TEXT BLOCK >>
=== Section Start ===
# 🧠 PPO: Proximal Policy Optimization — A Deep Dive

## 📌 What Problem is PPO Solving?
At its core, PPO is solving the RL objective of maximizing expected reward across trajectories:

$$
\max_\theta \mathbb{E}_{\tau \sim \pi_\theta}[R(\tau)]
$$

Where:
- \( \pi_\theta \) is the policy parameterized by \(\theta\)
- \( \tau = (s_0, a_0, s_1, a_1, ..., s_T, a_T) \) is a trajectory: a sequence of states and actions
- \( R(\tau) = \sum_t r_t \) is the return (total reward for that trajectory)

## 🧱 Key Components of PPO

### 1. Policy Gradient Foundation
PPO builds on the policy gradient theorem:

$$
\nabla_\theta J(\theta) = \mathbb{E}[\nabla_\theta \log \pi_\theta(a_t | s_t) \cdot A_t]
$$

- \(A_t\): Advantage — measures how much better (or worse) an action is compared to expected.

But this can be unstable, which is where PPO helps.

---

## 🚧 Problem with Vanilla Policy Gradient: Instability

If the policy \(\pi_\theta\) suddenly increases the probability of a single action too much, it can:
- Overfit
- Lose diversity
- Collapse training

PPO addresses this by **restricting how far the new policy can move** — using a **clipping mechanism**.
=== Section End ===
RAW DATA >>
=== Section Start ===
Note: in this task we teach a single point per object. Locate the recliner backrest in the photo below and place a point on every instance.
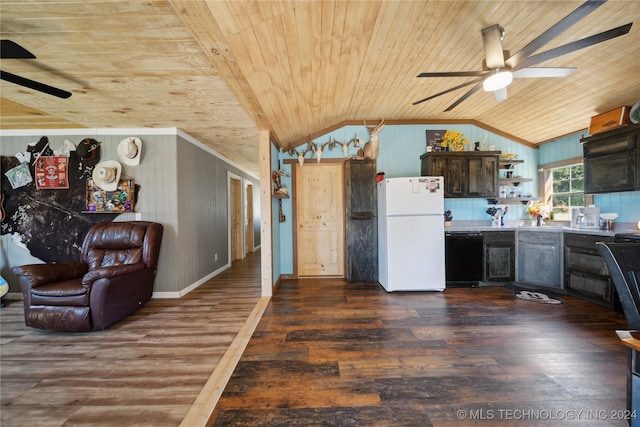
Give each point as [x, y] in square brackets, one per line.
[623, 262]
[121, 243]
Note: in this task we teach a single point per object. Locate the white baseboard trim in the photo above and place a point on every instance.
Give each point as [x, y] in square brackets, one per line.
[156, 295]
[183, 292]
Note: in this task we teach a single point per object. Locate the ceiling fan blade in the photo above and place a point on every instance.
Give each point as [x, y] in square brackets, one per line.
[465, 96]
[447, 91]
[555, 30]
[492, 43]
[12, 50]
[32, 84]
[577, 45]
[454, 74]
[500, 94]
[532, 73]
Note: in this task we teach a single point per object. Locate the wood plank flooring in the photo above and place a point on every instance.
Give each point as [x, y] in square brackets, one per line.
[327, 352]
[145, 370]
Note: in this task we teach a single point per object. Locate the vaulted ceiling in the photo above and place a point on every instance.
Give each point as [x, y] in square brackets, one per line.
[222, 70]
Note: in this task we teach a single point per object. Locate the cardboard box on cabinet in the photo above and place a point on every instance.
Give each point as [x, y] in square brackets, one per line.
[609, 120]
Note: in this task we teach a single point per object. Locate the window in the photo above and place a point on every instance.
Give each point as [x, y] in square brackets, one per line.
[567, 190]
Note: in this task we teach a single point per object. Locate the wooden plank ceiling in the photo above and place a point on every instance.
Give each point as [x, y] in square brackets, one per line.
[221, 70]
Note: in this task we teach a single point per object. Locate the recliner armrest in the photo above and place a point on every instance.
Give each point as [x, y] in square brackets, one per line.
[111, 271]
[40, 274]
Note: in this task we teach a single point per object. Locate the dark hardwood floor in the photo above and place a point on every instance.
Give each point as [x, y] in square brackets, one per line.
[146, 370]
[331, 353]
[326, 352]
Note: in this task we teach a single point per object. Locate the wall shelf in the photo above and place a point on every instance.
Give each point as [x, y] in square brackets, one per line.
[513, 200]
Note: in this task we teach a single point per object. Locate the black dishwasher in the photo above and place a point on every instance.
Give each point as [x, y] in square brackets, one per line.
[463, 258]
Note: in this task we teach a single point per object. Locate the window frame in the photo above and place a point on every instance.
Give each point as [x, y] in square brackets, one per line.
[545, 179]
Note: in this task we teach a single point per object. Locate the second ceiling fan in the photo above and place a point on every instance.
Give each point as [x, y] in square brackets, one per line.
[499, 67]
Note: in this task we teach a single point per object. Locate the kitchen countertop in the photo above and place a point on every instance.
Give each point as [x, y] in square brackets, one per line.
[470, 226]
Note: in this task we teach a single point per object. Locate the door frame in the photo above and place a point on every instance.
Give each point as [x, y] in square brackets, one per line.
[248, 216]
[230, 207]
[294, 220]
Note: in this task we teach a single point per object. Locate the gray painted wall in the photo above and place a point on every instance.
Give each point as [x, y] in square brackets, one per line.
[183, 185]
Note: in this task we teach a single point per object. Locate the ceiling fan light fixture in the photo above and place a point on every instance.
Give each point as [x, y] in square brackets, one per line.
[498, 79]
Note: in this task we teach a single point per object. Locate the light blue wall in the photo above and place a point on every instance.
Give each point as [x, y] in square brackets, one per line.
[625, 204]
[400, 149]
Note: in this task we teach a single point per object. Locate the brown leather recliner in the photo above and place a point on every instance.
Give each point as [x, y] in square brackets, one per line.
[112, 280]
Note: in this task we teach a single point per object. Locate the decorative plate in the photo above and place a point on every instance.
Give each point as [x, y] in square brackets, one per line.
[634, 114]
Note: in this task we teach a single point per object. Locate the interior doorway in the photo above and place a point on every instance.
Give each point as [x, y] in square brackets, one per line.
[248, 225]
[236, 246]
[319, 228]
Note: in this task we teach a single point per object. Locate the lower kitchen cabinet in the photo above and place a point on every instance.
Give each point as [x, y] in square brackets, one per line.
[586, 274]
[499, 256]
[540, 258]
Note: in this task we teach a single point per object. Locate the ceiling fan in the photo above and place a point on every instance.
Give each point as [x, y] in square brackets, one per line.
[499, 67]
[12, 50]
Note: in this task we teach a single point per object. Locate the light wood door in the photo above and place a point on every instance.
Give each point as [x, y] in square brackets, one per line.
[248, 233]
[235, 219]
[320, 220]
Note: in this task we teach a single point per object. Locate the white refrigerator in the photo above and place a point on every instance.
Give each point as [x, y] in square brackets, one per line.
[411, 234]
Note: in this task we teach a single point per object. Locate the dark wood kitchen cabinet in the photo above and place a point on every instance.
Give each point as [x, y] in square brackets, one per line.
[612, 161]
[540, 258]
[361, 229]
[585, 272]
[499, 256]
[467, 174]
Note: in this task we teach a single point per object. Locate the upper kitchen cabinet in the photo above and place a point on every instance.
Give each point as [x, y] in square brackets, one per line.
[612, 160]
[466, 173]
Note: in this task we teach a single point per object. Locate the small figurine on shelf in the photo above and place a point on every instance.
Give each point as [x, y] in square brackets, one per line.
[448, 217]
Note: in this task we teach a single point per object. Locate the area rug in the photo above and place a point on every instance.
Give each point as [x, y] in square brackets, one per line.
[538, 297]
[533, 295]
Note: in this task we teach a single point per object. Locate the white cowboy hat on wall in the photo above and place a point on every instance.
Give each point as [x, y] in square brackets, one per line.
[130, 150]
[107, 174]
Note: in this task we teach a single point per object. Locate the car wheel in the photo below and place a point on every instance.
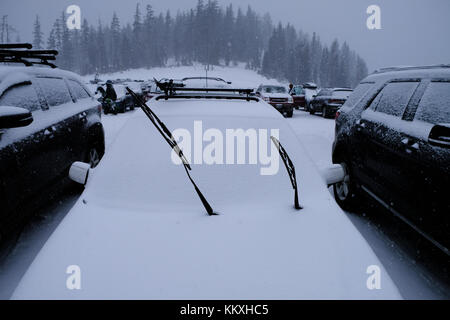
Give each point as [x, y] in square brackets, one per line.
[93, 157]
[346, 193]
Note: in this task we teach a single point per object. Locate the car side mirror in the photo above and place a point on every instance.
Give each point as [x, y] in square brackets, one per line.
[14, 117]
[440, 136]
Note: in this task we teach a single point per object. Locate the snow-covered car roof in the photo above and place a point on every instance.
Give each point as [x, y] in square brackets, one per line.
[205, 82]
[34, 71]
[139, 230]
[410, 72]
[11, 75]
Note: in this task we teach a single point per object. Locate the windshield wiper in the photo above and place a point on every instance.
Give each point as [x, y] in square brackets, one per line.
[290, 169]
[167, 135]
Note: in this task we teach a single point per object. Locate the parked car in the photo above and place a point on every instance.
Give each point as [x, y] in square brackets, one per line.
[328, 101]
[258, 246]
[311, 89]
[277, 97]
[206, 82]
[48, 120]
[393, 138]
[298, 95]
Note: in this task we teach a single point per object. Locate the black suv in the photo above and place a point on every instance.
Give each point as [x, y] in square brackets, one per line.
[48, 120]
[328, 101]
[393, 139]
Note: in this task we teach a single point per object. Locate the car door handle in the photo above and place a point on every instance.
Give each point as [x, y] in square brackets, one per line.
[50, 131]
[410, 145]
[82, 116]
[405, 141]
[361, 125]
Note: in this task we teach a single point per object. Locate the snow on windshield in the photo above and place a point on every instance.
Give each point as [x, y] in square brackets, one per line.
[275, 89]
[435, 104]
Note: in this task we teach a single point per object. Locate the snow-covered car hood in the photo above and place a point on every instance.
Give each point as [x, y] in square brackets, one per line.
[139, 230]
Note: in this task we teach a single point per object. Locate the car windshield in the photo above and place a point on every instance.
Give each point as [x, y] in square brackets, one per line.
[298, 90]
[342, 94]
[274, 89]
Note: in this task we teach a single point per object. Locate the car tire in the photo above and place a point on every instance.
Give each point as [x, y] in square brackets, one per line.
[346, 193]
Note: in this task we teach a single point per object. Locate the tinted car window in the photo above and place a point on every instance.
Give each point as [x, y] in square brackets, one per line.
[298, 91]
[394, 98]
[55, 91]
[77, 90]
[275, 89]
[358, 94]
[435, 104]
[23, 96]
[341, 94]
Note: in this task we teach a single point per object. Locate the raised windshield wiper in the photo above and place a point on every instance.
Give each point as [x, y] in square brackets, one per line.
[290, 169]
[167, 135]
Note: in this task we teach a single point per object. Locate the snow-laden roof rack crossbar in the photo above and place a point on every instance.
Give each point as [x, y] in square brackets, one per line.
[22, 53]
[406, 68]
[174, 90]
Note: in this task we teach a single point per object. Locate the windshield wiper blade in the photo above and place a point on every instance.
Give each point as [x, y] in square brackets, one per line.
[167, 135]
[290, 169]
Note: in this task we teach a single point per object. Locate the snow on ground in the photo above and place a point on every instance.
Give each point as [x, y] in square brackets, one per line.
[407, 271]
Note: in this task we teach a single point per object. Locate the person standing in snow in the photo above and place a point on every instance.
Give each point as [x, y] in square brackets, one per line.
[110, 92]
[291, 88]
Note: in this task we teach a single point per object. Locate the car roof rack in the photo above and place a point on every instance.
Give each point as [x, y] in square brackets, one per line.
[203, 78]
[174, 90]
[22, 53]
[406, 68]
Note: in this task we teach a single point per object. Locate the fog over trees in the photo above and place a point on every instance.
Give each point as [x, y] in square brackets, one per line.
[208, 34]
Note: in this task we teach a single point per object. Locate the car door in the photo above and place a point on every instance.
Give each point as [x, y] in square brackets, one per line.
[429, 162]
[22, 157]
[84, 106]
[58, 141]
[380, 138]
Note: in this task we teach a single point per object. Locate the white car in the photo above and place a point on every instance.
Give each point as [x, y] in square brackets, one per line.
[139, 230]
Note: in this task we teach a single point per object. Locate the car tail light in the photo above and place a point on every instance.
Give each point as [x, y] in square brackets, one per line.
[338, 113]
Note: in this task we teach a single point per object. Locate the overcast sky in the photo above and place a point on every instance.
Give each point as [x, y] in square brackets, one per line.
[414, 32]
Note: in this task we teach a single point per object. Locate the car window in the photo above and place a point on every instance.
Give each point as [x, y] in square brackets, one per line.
[394, 98]
[22, 95]
[275, 89]
[341, 94]
[434, 106]
[358, 94]
[55, 91]
[298, 91]
[77, 90]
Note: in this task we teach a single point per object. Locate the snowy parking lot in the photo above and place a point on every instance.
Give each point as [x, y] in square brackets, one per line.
[418, 269]
[409, 266]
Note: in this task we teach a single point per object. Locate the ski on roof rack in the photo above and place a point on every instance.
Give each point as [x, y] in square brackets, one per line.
[173, 89]
[28, 57]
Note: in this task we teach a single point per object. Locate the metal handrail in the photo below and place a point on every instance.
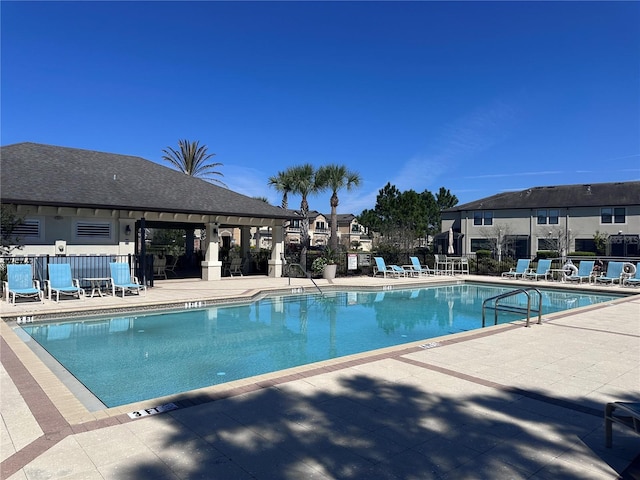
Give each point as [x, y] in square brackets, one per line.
[512, 308]
[302, 269]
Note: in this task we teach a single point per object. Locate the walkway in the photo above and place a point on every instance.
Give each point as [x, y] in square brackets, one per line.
[504, 402]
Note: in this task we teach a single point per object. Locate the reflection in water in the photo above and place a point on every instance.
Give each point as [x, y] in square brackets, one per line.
[126, 359]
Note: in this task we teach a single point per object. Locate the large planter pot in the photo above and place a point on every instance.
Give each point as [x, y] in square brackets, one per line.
[329, 271]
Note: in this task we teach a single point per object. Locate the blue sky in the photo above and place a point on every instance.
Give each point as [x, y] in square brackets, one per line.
[478, 97]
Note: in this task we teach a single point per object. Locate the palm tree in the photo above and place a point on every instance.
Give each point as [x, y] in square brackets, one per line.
[304, 183]
[282, 183]
[192, 159]
[336, 177]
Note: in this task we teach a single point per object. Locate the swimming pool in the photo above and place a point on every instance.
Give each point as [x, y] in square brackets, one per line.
[124, 359]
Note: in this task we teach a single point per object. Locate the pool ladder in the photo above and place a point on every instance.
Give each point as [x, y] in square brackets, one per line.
[302, 269]
[513, 308]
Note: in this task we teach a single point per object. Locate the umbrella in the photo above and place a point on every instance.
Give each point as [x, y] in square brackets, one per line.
[450, 250]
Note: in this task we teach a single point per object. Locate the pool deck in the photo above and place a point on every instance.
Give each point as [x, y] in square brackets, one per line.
[505, 402]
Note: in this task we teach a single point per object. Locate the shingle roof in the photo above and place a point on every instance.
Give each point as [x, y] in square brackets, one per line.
[582, 195]
[36, 174]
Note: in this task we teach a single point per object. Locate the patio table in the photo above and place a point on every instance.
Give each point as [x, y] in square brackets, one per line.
[97, 284]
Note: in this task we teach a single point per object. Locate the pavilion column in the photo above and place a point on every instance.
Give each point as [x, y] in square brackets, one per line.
[277, 251]
[245, 249]
[189, 246]
[211, 265]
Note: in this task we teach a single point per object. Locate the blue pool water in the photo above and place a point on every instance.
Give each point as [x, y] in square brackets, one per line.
[136, 357]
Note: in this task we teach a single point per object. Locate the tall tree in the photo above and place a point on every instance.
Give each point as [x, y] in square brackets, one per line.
[193, 159]
[304, 183]
[335, 178]
[283, 183]
[402, 217]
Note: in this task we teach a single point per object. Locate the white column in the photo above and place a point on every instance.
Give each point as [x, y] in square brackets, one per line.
[211, 266]
[277, 252]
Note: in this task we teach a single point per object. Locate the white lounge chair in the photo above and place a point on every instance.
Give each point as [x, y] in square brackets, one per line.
[585, 272]
[20, 283]
[521, 268]
[121, 279]
[384, 269]
[418, 269]
[61, 282]
[543, 270]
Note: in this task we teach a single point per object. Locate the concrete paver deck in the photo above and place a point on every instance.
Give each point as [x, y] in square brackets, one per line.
[503, 402]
=== Section End ===
REQUIREMENT A >> In the PPO deep dive, what mechanism does PPO use to restrict how far the new policy can move?
REQUIREMENT B >> Extend the PPO deep dive past its final sentence by writing the section that comes next.

RESPONSE AREA A >> A clipping mechanism.

RESPONSE AREA B >>
---

## ✅ PPO’s Surrogate Objective (Clipped)

PPO introduces a clipped surrogate loss:

$$
L^{\text{CLIP}}(\theta) = \mathbb{E}_t\left[\min\left(r_t(\theta) \cdot \hat{A}_t, \text{clip}(r_t(\theta), 1 - \epsilon, 1 + \epsilon) \cdot \hat{A}_t\right)\right]
$$

Where:
- \( r_t(\theta) = \frac{\pi_\theta(a_t | s_t)}{\pi_{\theta_{\text{old}}}(a_t | s_t)} \) — the probability ratio
- \( \hat{A}_t \) — advantage estimate
- \(\epsilon\) — clipping threshold (e.g., 0.2)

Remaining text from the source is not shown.